Complete the following >>
1) In the passage below on Indian English accents, what other name is given for L1 interference?
2) Carry on the passage below about how mother tongues shape the English pronunciation of Indian speakers, starting right after its final sentence.

Supplied passage >>
----
Associate Professor, St. Stephen’s College, Uzhavoor, Kottayam,
There are more than thirty major languages in the Indian social milieu. The educated sections of the speakers of India’s ‘national languages’ constitute the Indian English bilinguals who use English as their so called second language (L2). When one learns a second language after acquiring the first language, features of the first language interferes with aspects of the second language. This is called L1 interference or negative transfer. As the major languages of India have distinct features, the kind of English spoken by speakers of these languages, due to L1 interference, acquires special features as is evident from such terms as Hindi-English (Hinglish), Tamil-English (Tamilish), Malayalam-English (Manglish) etc. These terms, though pejorative, point to the existence of a number of English ‘accents’ in the country. An ‘accent’ implies a particular style/ way of pronunciation. The pronunciation of English by Indian English bilinguals, being modelled on the pronunciation of their mother tongues (L1 ) often come under the influence of the pronunciation patterns of the speaker’s mother tongue.
----
Data provided >>
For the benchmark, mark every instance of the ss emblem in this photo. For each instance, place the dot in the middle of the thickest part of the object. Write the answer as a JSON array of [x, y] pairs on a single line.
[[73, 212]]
----
Per-task answers >>
1) Negative transfer.

2)
This is because most of the Indian languages are phonetic in the sense that all written letters (graphemes) are pronounced. Besides, the iteration (stress) system is syllable timed. This is so in the case of Malayalam which is a Dravidian language. In it all written letters are pronounced with syllable timed stress system. So, in Malayali English speakers resort to ‘spelling-pronunciation’, giving equal stress to all sounds, parts of words, words and even sentences.
Spelling-influenced pronunciation is the primary affective variable of Malayali English ‘accent’. It affects mutual intelligibility in contexts of communication outside Kerala. Consequently, in national and international domains of English speech Malayali English negatively correlates with communication success: spelling-influenced Malayali English pronunciation is a communication barrier that produces communication handicap in Malayali English bilinguals. In employment situations, especially during recruitment drives, this handicap would become an economic handicap when Keralite job aspirants are marginalised in the selection process, due to their ‘poor English’. And so, an examination of the impact of spelling on the pronunciation of Malayali English is significant and relevant as it would help in minimising the impact of spelling-pronunciation, thereby, maximizing the intelligibility of
M.E out-side Kerala. Besides, insights obtained from the study can be replicated elsewhere and put to good use in the ELT class–rooms across the country.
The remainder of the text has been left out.